◆ PROBLEM REQUIREMENTS
Count the lines in the data below that contain the string "ruin", treating uppercase and lowercase letters as different. Reply with only the number.

◆ ENTRIES
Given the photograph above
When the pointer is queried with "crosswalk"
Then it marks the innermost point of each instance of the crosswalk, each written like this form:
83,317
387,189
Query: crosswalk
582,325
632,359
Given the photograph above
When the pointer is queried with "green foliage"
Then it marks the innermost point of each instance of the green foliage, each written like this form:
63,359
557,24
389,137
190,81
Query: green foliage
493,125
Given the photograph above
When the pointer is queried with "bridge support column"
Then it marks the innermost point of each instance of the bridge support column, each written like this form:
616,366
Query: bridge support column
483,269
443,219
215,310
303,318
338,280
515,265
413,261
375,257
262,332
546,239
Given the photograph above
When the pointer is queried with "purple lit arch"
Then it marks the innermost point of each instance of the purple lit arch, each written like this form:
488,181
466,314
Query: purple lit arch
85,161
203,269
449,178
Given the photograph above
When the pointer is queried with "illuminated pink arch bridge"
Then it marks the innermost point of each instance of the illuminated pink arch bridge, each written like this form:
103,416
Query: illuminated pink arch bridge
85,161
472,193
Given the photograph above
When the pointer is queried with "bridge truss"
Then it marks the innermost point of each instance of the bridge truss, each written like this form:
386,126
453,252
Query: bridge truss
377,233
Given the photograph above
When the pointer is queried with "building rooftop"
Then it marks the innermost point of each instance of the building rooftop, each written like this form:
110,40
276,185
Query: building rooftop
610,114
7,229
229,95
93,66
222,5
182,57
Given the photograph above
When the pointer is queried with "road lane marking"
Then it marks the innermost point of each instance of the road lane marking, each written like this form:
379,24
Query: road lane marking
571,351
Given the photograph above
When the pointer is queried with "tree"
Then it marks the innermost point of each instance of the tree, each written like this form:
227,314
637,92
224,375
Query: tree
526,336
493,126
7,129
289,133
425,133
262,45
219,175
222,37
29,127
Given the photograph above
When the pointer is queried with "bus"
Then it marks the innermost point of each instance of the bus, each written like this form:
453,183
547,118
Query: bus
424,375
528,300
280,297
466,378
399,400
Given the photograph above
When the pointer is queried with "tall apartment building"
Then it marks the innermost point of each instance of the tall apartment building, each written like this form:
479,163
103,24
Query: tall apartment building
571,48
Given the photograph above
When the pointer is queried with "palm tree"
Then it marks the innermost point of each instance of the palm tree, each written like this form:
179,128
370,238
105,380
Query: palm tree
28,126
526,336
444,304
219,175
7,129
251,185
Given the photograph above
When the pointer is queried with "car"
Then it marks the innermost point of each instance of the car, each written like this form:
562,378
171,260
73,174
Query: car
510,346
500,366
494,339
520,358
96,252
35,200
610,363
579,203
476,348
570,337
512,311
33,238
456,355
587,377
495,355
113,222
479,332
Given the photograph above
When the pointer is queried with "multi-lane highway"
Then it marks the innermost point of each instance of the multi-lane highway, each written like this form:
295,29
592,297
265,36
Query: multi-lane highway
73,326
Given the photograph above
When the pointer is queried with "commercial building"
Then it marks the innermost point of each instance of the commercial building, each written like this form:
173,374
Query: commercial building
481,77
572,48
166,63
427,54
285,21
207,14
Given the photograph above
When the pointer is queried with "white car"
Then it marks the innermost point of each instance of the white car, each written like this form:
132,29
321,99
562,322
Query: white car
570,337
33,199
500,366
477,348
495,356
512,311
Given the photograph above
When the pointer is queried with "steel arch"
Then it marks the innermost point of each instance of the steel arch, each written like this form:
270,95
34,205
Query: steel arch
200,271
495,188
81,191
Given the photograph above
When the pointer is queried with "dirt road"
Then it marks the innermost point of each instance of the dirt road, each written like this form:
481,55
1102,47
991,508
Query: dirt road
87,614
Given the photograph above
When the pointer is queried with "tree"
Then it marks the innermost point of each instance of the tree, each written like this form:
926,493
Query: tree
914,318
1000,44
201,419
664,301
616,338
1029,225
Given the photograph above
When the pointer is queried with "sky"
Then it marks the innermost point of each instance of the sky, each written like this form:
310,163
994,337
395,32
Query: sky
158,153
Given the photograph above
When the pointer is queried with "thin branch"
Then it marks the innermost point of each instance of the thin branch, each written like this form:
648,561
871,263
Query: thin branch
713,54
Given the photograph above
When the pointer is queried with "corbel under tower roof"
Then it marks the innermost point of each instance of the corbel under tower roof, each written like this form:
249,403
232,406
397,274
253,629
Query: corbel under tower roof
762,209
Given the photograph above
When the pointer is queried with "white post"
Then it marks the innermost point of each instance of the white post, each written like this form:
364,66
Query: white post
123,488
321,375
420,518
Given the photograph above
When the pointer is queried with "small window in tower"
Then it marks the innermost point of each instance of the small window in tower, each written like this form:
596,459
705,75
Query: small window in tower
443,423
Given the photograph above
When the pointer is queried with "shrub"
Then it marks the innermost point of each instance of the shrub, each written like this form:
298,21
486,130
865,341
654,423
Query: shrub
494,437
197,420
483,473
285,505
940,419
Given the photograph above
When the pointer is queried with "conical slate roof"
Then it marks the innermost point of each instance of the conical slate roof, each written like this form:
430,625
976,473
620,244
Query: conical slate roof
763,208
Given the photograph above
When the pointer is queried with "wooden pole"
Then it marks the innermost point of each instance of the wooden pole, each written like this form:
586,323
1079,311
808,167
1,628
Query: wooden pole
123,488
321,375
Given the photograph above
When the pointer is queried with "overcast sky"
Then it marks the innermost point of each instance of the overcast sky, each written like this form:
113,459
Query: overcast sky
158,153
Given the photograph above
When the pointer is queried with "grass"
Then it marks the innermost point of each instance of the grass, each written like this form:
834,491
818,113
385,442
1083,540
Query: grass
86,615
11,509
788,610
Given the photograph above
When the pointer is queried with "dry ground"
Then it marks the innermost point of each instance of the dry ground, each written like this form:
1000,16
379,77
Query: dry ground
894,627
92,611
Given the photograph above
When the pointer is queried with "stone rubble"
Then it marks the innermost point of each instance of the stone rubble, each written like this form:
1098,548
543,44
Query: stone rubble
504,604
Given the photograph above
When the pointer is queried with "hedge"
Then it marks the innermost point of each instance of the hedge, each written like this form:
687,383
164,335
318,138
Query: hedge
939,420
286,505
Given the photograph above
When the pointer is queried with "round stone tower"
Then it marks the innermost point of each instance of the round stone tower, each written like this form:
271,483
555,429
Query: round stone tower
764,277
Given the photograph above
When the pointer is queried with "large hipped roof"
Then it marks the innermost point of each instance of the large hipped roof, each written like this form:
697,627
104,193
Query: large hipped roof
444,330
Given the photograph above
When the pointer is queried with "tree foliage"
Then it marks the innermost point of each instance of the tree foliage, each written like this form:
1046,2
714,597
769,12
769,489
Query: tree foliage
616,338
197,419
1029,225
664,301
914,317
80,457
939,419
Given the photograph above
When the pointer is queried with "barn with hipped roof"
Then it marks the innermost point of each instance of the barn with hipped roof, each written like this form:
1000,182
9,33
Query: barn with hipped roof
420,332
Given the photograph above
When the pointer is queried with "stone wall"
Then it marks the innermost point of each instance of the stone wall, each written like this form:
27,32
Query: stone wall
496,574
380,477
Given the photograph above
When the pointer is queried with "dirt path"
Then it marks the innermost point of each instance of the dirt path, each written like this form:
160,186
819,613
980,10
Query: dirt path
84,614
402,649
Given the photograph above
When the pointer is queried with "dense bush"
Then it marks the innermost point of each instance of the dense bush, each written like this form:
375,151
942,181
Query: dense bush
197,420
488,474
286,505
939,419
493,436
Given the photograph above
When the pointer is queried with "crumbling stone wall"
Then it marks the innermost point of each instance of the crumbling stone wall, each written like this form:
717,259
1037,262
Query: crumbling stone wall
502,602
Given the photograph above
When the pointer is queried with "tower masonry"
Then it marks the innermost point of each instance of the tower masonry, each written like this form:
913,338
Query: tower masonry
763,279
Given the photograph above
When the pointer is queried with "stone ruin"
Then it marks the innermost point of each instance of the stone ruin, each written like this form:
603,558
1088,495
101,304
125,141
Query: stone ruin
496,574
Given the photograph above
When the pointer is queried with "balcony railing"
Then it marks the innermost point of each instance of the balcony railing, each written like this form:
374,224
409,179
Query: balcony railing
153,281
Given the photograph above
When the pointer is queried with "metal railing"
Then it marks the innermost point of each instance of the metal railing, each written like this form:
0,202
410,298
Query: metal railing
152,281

◆ PROBLEM SOLUTION
3